◆ Document segment:
══════════════════════════════

Thursday, May 28, 2009

Red Cliffs and collapse

Not so long ago, I went with my girlfriend to watch "Red Cliffs". She was somewhat disturbed by the main characters' over the top fighting style – even though it was rather tame by Chinese standards – but what surprised her was that the film was based upon historical events. In 208 AD, the combined forces of the southern warlords Liu Bei and Sun Quan defeated the numerically superior army of Cao Cao, making sure that China would remain divided into three distinct polities for the next sixty years. It was an event of tremendous importance in the history of China, and therefore of the world, and it is only because of the ethnocentrism of the French educational system so few people know about it.

Yet, its European counterpart, the Battle of Chalons, is still less known. I am not talking, of course of the second Battle of Chalons, where Aetius and his hodgepodge romano-germanic army defeated Attila's no less hodgepodge germano-hunnic army, but of the first one, where Aurelian forced the surrender of the last Gallic emperor Tetricus the First, ensuring the Roman Empire will remain united... and collapse far more completely than China ever did.

That is where those ancient battles matter for us, men of the twenty-first century, at the eve of a collapse quite similar to the one which befell the Roman and the Han Empires.

Societal collapse nearly always translates into political disintegration. It is a normal consequence of the way complex society works. Whenever a polity increases in size, the percentage of its resource base it has to devote to its internal functioning increases as well. As long as the increase in productivity or gross resource base makes up for it, all goes well, but the law of decreasing returns means that at some point the polity is caught between rising costs and stagnating income. Its net resource base, the one it can mobilize to face an emergency shrinks and it slowly loses the control of its territory. It can then be taken over by foreign invaders, or disintegrate as warlords or local governments seize effective control of the territory. The net result is always the same : a large polity, endowed with large potential resource it can no longer mobilize is replaced by smaller polities, with a smaller resource base but a better mobilization capacity.

That is what happened in the third century AD in both China and Europe and the outcome of this crisis is quite edifying. It was what John Michael Greer calls a maintenance crisis, a temporary, self-limiting, overshoot and it remained so in China. Cao Cao, the northern warlord failed to reunify the Han Empire, and the one Chinese Empire was replaced by three, leaner and more efficient, kingdoms which laid the foundations for the Jin dynasty.

In Europa, however, the Palmyrene and Gallic breakaway states couldn't ally and were separately defeated by a resurgent Roman Empire, which then reorganized and proceeded to exploit more efficiently – that is more ruthlessly – its resources. The result was a longish period of relative stability, followed by a depletion crisis which tore away the very fabric of Western European society.

══════════════════════════════

◆ Dataset rows:
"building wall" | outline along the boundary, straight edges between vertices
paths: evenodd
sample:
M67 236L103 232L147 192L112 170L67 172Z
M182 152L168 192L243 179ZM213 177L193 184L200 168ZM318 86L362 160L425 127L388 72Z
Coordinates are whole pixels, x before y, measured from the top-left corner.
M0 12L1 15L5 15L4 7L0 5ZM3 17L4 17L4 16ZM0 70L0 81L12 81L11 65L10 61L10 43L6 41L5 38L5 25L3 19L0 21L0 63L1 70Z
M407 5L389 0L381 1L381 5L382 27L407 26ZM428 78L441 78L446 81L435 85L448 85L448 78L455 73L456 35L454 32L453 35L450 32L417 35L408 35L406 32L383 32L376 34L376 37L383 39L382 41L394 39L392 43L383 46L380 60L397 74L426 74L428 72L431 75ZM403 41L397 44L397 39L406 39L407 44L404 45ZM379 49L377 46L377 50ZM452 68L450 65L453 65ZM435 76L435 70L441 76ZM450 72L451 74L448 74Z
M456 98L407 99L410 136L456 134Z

══════════════════════════════

◆ Task directions:
Answer these questions from the post on Red Cliffs and collapse:
1. In what year did the forces of Liu Bei and Sun Quan defeat Cao Cao's army?
2. Whom did Aurelian force to surrender at the first Battle of Chalons?
3. What term does John Michael Greer use for the third-century crisis?
The rows play no part in this work.

◆ Reply:
1. 208 AD.
2. Tetricus the First, the last Gallic emperor.
3. A maintenance crisis.